> What to produce
Reproduce every one of the items below verbatim, preserving each line as it appears.

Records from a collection
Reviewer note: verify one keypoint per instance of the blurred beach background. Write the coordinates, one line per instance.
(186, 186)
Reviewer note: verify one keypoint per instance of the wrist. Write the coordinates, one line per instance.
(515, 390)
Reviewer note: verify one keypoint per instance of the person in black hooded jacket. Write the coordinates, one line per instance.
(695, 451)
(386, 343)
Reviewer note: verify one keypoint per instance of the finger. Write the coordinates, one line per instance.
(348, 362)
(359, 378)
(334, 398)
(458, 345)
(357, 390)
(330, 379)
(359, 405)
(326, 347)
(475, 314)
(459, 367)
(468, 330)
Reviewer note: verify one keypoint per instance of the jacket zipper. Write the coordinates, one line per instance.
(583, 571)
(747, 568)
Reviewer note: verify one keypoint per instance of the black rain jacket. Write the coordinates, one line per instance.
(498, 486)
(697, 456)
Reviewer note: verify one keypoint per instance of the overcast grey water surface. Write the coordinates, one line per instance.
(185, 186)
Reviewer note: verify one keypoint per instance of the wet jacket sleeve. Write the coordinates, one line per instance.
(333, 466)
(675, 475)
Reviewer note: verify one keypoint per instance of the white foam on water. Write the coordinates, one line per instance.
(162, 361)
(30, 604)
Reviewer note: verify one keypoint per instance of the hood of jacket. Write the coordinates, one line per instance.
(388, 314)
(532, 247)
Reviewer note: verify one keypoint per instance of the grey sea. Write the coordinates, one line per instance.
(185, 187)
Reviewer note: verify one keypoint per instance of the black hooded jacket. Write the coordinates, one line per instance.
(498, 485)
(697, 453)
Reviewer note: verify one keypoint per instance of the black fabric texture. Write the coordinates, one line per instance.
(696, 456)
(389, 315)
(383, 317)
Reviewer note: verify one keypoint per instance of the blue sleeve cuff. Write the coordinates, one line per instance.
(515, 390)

> Written answer
Reviewer note: verify one keypoint per instance of the blurred beach background. Write the coordinates, one line per instance.
(186, 186)
Reviewer note: verify one keypoint per instance of the wrist. Write the coordinates, one line per instance.
(515, 390)
Reviewer note: verify one keypoint per instance of the person in black hooded jacket. Write the coordinates, one line per instance.
(695, 451)
(386, 343)
Reviewer note: verify one keypoint per instance of the finger. Write the coordinates, one line per instance.
(348, 362)
(359, 378)
(334, 398)
(458, 345)
(357, 390)
(330, 379)
(359, 405)
(326, 347)
(475, 314)
(459, 367)
(468, 330)
Reviewer note: verify one keypoint per instance of the jacket zipper. Write the coordinates, one line per instance.
(583, 571)
(747, 568)
Reviewer note: verify one keypoint per instance of the black rain jacket. Write the coordinates, one line per instance.
(498, 486)
(697, 456)
Reviewer note: verify one keypoint per instance of the overcast grey water surface. Write the coordinates, one line per instance.
(185, 186)
Reviewer note: verify one keypoint per instance of the wet jacket sleeve. Write the coordinates, one line per instance.
(333, 466)
(675, 475)
Reviewer note: verify one keypoint per instance of the white foam on water. Write the coordinates, one line per instance.
(162, 361)
(30, 604)
Reviewer note: verify one keypoint per instance of the hood of jacket. Write the coordinates, one line per instance.
(388, 314)
(532, 247)
Reviewer note: verify one keypoint per instance of the grey sea. Write the coordinates, one line per instance.
(185, 187)
Reviewer note: verify one keypoint per instance of the black hooded jacket. Write the coordinates, one line per instance.
(498, 485)
(697, 453)
Reviewer note: verify one keypoint per instance of the black fabric texture. Write the coordinates, one line per instance.
(696, 456)
(389, 315)
(383, 317)
Reviewer note: verify one keypoint per instance of the blue sleeve cuff. Write the coordinates, one line per instance.
(515, 390)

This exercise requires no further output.